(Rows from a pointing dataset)
— Start —

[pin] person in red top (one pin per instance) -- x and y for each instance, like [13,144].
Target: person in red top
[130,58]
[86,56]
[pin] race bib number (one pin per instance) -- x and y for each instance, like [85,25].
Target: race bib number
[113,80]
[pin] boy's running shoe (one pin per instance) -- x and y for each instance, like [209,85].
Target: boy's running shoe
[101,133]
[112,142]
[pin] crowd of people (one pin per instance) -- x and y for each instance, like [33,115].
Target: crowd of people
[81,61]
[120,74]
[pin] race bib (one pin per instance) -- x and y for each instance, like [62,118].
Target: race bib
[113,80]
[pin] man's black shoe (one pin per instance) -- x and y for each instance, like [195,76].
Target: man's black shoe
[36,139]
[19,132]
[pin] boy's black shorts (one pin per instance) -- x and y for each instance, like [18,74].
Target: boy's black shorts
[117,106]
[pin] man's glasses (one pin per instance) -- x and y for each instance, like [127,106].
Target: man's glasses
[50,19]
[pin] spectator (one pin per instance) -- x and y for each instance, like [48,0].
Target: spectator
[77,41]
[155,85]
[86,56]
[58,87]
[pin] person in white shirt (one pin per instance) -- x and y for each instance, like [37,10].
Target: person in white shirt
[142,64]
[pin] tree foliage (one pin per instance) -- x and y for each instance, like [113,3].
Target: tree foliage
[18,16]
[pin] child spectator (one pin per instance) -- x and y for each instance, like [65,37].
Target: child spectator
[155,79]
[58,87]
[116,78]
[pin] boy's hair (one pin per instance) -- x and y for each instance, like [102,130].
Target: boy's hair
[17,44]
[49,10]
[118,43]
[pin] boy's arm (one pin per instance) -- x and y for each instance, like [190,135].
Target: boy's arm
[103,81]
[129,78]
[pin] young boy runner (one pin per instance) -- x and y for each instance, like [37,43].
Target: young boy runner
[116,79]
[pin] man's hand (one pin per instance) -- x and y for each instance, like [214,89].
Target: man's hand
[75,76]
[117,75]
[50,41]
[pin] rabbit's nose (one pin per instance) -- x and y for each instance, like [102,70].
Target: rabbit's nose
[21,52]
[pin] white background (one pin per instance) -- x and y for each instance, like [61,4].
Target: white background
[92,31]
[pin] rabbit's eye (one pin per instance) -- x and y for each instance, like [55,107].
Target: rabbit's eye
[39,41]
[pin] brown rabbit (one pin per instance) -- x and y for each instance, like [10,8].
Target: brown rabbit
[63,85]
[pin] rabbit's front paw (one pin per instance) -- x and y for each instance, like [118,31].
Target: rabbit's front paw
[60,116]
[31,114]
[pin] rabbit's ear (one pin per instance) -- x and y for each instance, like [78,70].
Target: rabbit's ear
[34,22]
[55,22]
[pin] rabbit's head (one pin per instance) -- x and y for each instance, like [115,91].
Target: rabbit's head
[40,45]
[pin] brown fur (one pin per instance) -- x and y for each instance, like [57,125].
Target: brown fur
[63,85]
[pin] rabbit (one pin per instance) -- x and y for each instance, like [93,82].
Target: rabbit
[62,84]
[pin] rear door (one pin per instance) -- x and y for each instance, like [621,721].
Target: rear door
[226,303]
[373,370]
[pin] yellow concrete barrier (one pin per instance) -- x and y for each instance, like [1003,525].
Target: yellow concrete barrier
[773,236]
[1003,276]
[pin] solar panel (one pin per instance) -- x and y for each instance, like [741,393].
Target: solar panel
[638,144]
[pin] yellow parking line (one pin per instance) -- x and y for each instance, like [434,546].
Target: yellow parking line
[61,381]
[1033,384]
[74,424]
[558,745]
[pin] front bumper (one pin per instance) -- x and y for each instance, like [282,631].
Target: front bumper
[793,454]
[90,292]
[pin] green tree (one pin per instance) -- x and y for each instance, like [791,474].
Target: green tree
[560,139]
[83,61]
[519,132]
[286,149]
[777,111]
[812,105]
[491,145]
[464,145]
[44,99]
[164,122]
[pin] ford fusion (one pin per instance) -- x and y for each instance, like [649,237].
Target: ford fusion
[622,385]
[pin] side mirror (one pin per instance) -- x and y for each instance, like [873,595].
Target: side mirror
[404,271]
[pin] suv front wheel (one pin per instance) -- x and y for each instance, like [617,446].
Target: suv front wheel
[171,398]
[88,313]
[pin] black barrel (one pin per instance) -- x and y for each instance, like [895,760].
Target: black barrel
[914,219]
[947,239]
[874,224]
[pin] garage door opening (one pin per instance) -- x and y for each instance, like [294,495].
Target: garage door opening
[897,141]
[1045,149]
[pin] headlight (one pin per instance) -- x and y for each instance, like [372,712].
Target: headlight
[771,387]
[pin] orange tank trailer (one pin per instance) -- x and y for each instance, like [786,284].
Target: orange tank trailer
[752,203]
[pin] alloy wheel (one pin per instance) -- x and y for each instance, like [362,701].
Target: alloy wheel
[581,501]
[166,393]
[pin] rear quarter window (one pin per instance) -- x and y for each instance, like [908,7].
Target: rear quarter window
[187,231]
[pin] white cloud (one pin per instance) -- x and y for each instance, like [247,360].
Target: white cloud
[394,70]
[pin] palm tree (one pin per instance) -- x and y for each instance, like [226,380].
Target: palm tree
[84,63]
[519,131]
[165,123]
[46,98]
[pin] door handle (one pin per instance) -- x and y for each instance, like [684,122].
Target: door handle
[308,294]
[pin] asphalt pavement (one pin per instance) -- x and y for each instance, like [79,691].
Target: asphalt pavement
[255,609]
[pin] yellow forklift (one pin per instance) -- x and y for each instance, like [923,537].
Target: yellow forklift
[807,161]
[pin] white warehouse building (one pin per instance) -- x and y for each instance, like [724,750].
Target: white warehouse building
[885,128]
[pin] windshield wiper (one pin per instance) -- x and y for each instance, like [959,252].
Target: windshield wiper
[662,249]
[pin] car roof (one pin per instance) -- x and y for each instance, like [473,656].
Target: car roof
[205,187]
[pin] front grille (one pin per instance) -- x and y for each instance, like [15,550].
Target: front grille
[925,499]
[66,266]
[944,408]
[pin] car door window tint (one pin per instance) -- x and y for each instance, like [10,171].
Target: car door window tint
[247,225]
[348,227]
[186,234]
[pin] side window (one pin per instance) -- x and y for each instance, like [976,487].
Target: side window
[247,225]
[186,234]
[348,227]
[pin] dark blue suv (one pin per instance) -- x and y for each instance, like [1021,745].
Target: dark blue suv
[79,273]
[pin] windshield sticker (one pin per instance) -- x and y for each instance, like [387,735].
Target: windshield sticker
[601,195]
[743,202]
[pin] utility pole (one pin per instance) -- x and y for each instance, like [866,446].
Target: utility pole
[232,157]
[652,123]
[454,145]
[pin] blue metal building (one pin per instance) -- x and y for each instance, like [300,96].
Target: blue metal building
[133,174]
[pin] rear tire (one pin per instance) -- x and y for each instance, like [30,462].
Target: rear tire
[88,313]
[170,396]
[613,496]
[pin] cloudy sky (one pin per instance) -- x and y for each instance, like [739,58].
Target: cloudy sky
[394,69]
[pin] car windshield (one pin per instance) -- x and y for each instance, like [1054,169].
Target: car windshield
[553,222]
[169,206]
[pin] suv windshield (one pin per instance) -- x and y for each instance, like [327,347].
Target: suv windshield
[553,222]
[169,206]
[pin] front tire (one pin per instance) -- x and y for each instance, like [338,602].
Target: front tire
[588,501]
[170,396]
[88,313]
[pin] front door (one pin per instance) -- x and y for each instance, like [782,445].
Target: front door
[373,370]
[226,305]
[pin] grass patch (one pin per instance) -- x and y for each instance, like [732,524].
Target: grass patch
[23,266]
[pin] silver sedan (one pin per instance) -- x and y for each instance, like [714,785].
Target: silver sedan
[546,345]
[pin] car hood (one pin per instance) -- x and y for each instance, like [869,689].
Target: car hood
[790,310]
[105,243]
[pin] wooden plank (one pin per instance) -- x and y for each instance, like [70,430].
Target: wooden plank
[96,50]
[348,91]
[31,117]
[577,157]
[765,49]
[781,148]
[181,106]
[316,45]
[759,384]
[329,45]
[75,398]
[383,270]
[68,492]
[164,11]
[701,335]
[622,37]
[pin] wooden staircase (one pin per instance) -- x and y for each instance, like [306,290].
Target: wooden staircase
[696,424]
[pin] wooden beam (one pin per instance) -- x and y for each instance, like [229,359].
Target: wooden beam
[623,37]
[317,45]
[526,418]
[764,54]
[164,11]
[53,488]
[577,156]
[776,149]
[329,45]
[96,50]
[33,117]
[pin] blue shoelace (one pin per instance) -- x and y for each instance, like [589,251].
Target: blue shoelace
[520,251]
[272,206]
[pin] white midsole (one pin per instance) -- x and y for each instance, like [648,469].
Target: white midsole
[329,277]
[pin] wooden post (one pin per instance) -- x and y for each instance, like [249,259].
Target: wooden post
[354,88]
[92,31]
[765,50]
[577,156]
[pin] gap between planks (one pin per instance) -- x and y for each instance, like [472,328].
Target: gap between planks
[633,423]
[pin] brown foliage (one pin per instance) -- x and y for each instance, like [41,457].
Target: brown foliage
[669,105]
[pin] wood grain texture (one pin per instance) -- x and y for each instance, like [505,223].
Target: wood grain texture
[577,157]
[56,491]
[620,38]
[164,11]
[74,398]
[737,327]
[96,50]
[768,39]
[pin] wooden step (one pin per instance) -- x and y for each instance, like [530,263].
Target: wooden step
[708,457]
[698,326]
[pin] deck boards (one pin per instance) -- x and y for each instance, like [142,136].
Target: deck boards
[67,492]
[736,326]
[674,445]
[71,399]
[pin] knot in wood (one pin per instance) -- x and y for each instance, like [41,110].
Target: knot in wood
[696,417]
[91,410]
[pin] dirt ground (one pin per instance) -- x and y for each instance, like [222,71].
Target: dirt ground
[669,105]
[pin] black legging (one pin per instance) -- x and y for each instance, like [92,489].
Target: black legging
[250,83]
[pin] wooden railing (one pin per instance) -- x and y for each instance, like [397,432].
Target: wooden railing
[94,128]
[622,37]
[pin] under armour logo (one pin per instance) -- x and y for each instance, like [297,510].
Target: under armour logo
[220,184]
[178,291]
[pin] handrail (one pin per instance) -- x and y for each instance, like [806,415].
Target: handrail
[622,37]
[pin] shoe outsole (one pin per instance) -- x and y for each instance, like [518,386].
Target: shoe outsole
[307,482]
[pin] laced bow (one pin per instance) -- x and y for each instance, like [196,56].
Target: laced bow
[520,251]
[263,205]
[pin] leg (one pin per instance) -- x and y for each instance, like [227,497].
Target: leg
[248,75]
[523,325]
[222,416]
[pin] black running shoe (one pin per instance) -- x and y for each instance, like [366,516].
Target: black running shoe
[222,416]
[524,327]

— End —

Task instructions —
Repeat exactly the lines from the line containing "[pin] wooden step" through the end of the listing above; both boundary lines are part of the output.

The reply —
[pin] wooden step (one pin per instance) -- x and y for each instance, like [530,263].
Target: wooden step
[708,457]
[698,326]
[pin] deck boards (one pin per instance) -- x and y for each instance, like [142,136].
Target: deck boards
[67,492]
[736,326]
[674,445]
[71,399]
[pin] knot in wood (one pin per instance) -- x and y for each instance, like [41,110].
Target: knot in wood
[696,417]
[91,410]
[pin] dirt ground (one pin per instance) -- x and y for each instance, like [222,71].
Target: dirt ground
[669,105]
[pin] black legging (one pin per instance) -- x and y for each instance, like [92,489].
Target: black legging
[250,83]
[pin] wooden railing (one pin per instance) -- x and y for each instance, like [397,432].
Target: wooden railing
[94,128]
[622,37]
[pin] under armour logo (one pin per instance) -- x and y for each instance, like [297,510].
Target: under armour logo
[220,184]
[178,291]
[pin] handrail (one pin per instance) -- x and y for each instance, like [806,415].
Target: handrail
[622,37]
[pin] shoe outsole (one pin per instance) -- x and y for each instance, like [518,386].
Target: shoe outsole
[307,482]
[pin] laced bow (one pin per instance) -- x and y for each instance, like [196,56].
Target: laced bow
[520,251]
[263,205]
[pin] leg (one pin per instance) -- x and y for each instance, like [227,497].
Target: leg
[248,75]
[523,325]
[222,416]
[pin] black running shoe (one pin per instance) -- x and y for each instance, like [366,516].
Target: black running shoe
[222,416]
[524,327]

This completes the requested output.